◆ WHAT YOU WILL DO
For the records below, print the lines from the line with "Mark one point on every instance of the person" through the line with "Mark one point on every instance of the car windshield" exactly as written; include both end lines and exclude the rest.

━━━━━━━━━━━━━━━━

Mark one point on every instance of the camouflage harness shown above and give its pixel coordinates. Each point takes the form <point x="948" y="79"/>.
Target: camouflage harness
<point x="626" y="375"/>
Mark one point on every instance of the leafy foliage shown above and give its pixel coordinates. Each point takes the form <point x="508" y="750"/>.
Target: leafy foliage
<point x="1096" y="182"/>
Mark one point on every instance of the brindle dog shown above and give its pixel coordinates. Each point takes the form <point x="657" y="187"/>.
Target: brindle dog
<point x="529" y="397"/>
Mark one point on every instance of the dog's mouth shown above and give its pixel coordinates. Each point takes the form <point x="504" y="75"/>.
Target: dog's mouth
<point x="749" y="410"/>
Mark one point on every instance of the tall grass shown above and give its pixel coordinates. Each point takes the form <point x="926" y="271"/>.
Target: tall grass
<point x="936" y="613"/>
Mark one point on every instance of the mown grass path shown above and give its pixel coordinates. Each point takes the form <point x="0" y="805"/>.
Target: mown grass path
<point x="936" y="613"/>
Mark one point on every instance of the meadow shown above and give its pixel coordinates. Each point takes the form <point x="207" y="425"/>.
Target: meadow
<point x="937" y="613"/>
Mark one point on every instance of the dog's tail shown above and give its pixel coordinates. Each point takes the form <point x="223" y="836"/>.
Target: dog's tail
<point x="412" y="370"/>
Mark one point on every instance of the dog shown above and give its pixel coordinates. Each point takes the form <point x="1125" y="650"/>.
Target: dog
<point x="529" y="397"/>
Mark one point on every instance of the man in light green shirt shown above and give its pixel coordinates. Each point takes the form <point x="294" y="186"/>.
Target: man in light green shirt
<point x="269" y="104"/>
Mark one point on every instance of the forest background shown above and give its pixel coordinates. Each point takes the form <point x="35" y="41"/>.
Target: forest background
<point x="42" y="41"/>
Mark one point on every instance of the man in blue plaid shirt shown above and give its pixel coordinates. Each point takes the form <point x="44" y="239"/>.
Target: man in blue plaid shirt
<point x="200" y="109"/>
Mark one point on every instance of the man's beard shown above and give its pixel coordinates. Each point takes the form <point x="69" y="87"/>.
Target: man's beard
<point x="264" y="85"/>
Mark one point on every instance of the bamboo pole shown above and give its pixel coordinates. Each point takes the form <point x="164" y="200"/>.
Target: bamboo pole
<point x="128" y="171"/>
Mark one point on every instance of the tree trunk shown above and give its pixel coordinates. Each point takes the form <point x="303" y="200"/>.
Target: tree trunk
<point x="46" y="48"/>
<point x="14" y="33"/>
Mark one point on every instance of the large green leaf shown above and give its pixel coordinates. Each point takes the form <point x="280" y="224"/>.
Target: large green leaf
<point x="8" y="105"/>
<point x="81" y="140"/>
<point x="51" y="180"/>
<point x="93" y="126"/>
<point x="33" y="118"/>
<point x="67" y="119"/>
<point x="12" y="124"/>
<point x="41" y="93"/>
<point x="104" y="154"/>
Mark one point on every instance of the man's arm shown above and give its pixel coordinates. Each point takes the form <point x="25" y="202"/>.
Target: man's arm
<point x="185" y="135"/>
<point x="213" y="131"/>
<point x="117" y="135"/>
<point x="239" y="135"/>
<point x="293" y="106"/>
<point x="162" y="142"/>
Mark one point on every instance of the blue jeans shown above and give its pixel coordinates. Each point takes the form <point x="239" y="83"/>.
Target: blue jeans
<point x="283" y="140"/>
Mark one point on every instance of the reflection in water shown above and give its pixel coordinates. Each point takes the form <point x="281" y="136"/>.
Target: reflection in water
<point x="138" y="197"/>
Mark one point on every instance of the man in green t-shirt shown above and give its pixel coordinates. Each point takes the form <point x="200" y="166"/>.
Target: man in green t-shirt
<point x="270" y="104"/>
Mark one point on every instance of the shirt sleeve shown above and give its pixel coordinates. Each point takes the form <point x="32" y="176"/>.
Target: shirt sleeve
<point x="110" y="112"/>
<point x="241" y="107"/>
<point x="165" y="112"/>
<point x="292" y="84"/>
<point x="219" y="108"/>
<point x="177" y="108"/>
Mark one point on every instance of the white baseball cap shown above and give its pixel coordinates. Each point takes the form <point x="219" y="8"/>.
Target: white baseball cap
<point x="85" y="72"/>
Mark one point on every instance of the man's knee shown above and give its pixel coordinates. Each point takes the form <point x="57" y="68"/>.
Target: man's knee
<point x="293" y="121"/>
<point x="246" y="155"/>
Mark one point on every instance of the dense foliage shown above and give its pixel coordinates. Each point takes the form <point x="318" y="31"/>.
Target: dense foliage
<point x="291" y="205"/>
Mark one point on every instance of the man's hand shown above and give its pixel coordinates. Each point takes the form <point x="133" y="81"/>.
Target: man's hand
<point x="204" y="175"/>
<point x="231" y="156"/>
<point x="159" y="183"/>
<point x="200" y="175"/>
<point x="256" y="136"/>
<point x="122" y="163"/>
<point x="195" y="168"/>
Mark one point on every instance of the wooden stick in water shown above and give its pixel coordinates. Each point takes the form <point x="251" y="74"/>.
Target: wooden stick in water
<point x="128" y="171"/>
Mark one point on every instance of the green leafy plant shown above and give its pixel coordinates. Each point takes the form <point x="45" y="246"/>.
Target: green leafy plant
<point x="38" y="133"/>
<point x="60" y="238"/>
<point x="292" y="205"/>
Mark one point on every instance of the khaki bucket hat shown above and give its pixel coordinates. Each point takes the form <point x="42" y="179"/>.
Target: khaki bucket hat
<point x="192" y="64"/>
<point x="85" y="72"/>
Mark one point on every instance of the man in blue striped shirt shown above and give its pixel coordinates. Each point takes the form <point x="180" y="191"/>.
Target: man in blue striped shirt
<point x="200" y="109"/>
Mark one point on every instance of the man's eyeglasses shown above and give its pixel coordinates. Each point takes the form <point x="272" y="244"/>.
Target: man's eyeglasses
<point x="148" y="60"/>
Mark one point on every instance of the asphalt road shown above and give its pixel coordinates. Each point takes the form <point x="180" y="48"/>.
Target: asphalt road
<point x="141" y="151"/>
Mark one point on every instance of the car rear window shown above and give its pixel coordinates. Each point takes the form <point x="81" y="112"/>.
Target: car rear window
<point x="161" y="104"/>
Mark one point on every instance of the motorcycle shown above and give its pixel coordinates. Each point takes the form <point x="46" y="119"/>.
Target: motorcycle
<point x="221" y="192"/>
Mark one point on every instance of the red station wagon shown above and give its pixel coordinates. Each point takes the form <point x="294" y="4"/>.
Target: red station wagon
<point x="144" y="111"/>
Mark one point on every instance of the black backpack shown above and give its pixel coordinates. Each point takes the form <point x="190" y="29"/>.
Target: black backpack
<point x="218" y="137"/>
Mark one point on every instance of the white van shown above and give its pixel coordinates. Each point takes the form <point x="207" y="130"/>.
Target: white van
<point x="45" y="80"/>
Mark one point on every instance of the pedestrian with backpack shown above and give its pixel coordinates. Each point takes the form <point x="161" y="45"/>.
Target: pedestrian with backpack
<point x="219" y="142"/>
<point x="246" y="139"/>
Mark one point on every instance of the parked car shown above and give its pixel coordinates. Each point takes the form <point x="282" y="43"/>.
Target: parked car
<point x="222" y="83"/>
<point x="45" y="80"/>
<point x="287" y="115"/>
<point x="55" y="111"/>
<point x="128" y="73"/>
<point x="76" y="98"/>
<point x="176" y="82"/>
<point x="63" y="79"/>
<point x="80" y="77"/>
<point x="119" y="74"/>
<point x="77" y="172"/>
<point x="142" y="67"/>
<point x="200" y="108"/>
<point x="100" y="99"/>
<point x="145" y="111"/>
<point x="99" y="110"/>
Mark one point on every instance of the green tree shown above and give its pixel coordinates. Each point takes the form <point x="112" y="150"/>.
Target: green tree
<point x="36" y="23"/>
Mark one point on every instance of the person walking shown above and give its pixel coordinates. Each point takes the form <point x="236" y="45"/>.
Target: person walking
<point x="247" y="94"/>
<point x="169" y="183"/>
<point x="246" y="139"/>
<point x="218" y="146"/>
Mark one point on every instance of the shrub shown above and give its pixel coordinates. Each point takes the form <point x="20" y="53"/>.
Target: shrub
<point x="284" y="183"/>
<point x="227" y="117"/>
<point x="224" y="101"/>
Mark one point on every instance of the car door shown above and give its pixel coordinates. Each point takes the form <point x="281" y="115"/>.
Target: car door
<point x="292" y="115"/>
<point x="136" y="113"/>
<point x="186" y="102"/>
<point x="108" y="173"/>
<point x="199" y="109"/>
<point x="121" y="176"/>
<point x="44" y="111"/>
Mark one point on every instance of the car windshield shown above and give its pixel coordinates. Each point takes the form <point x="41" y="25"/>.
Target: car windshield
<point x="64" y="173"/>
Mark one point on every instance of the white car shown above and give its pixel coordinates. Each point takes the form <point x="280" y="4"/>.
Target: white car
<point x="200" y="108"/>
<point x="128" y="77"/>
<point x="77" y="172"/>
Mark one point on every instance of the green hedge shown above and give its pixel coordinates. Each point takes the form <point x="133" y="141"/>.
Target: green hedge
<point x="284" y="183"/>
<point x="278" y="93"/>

━━━━━━━━━━━━━━━━

◆ SOLVED EXERCISE
Mark one point on every instance of the person walking shown above and give its pixel coordinates. Each point takes the form <point x="236" y="45"/>.
Target: person walking
<point x="247" y="94"/>
<point x="169" y="183"/>
<point x="246" y="139"/>
<point x="218" y="146"/>
Mark one point on every instance of the shrub shown above and give its pixel coordinates. Each point takes the form <point x="20" y="53"/>.
Target: shrub
<point x="284" y="183"/>
<point x="227" y="117"/>
<point x="224" y="101"/>
Mark one point on every instance of the car door shown above and give its pixel coordinates. Each point takes the form <point x="281" y="115"/>.
Target: car door
<point x="292" y="115"/>
<point x="136" y="113"/>
<point x="186" y="102"/>
<point x="108" y="173"/>
<point x="199" y="109"/>
<point x="121" y="176"/>
<point x="44" y="111"/>
Mark one point on every instance of the car windshield shown above and give its pixel coordinates. Each point takes the form <point x="41" y="25"/>.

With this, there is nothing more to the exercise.